::: TEXT PASSAGE

# wheel opinions?



## nagoat (Oct 21, 2006)

hey guys,
considering these wheels for my torrid red goat.
http://www.lwnt.com/wheels/rozzi-octane-black-red.JPG


----------



## pickinfights (Oct 3, 2006)

nagoat said:


> hey guys,
> considering these wheels for my torrid red goat.
> http://www.lwnt.com/wheels/rozzi-octane-black-red.JPG


Hot! $$$?


----------



## nagoat (Oct 21, 2006)

they are listed as 163.00 a piece for my size.
since i'm not really a chrome guy and i plan on smoking out the lights too
i thought they would look pretty good.


----------



## cammed06 (Dec 12, 2006)

sweet. Good price too. depending on what is your size.


----------



## Habuzaki (Feb 13, 2006)

Nice wheels, a little fancy for me but on a nicely detailed goat they would set it off nicely. Also the red would have to be a better match...although it could be this crappy lcd monitor I'm using at work.


----------



## mumrah (Apr 3, 2005)

Very nice!:cheers


----------



## nagoat (Oct 21, 2006)

thats a stock size 18"x8" 45 offset
i'm a little concerned about the red match as well but i'm thinkin
it may not be that much of a difference. the best i could do was some on screen comparisons against pics of the goat. thanx for your opinions.


----------



## SLVR DOG (Mar 29, 2006)

It looks like the red inserts can be removed. You could always take them off and have them painted or powder coated in torrid red!!!


----------



## nagoat (Oct 21, 2006)

SLVR DOG said:


> It looks like the red inserts can be removed. You could always take them off and have them painted or powder coated in torrid red!!!


never thought of that.. thanx!


----------



## SLVR DOG (Mar 29, 2006)

Your welcome, while you’re at it, take the brake calipers off and have then powder coated or painted in torrid red as well. That would be Sweet!!!


----------



## nagoat (Oct 21, 2006)

SLVR DOG said:


> Your welcome, while you’re at it, take the brake calipers off and have then powder coated or painted in torrid red as well. That would be Sweet!!!


:agree


----------

::::::

→ **EXERCISES**
**A.** Reproduce the stretch of the wheel thread from "they are listed" through "(Dec 12, 2006)".
**B.** Name each distinct username that appears as a poster in the thread about wheel opinions.
The lines after this thread come from a separate source.

::: MATERIAL SHOWN

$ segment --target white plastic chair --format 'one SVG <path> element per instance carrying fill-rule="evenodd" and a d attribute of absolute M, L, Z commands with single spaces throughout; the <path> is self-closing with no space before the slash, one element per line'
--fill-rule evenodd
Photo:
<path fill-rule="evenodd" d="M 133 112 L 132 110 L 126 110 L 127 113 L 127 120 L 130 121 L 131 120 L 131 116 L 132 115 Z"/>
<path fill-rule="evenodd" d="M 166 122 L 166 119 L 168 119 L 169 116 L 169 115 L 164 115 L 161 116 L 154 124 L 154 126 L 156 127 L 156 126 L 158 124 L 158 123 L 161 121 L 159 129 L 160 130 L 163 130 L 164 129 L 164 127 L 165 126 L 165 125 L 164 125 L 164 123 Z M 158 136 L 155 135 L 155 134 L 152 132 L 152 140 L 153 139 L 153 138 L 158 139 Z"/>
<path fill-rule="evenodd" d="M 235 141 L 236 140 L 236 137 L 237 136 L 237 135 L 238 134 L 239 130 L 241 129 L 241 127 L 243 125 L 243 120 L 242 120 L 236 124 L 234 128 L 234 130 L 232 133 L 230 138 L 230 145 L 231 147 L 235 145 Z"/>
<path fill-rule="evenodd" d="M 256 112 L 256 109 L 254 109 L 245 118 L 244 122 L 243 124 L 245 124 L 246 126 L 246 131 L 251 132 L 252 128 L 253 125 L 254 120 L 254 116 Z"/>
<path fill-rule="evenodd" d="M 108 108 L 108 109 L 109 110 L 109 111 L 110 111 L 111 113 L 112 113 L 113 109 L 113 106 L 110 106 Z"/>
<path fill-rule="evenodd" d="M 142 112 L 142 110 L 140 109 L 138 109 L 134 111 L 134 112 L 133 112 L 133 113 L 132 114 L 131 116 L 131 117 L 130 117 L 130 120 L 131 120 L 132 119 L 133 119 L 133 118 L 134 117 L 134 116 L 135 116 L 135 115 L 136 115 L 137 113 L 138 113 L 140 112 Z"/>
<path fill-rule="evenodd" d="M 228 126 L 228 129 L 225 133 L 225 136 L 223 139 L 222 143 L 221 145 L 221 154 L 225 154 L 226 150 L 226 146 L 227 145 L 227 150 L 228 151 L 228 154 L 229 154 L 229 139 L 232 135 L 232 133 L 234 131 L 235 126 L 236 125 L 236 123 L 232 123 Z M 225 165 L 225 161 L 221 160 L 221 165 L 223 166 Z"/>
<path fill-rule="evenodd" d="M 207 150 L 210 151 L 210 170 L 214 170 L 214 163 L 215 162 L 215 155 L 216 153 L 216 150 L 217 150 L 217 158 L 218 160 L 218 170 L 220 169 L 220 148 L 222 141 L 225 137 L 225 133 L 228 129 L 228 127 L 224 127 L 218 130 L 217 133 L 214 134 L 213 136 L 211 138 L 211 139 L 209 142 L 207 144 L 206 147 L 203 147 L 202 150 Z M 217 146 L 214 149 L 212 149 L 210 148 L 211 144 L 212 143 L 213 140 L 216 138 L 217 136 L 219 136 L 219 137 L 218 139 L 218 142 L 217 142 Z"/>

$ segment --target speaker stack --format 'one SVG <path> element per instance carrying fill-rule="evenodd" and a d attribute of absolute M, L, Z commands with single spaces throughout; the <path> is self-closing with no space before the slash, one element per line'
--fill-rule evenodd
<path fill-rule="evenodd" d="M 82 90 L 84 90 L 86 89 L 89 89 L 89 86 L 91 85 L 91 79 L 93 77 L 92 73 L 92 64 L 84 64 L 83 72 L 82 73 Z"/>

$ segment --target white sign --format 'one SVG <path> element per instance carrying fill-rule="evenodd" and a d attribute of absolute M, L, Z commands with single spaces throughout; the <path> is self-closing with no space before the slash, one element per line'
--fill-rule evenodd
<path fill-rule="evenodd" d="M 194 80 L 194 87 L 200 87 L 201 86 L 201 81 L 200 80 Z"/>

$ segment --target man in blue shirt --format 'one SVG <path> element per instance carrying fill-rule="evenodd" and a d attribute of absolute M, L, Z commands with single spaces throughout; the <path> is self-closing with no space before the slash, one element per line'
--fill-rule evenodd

::::::

→ **SOLUTIONS TO EACH TASK**
**A.**
they are listed as 163.00 a piece for my size.
since i'm not really a chrome guy and i plan on smoking out the lights too
i thought they would look pretty good.


----------



## cammed06 (Dec 12, 2006)

**B.**
nagoat
pickinfights
cammed06
Habuzaki
mumrah
SLVR DOG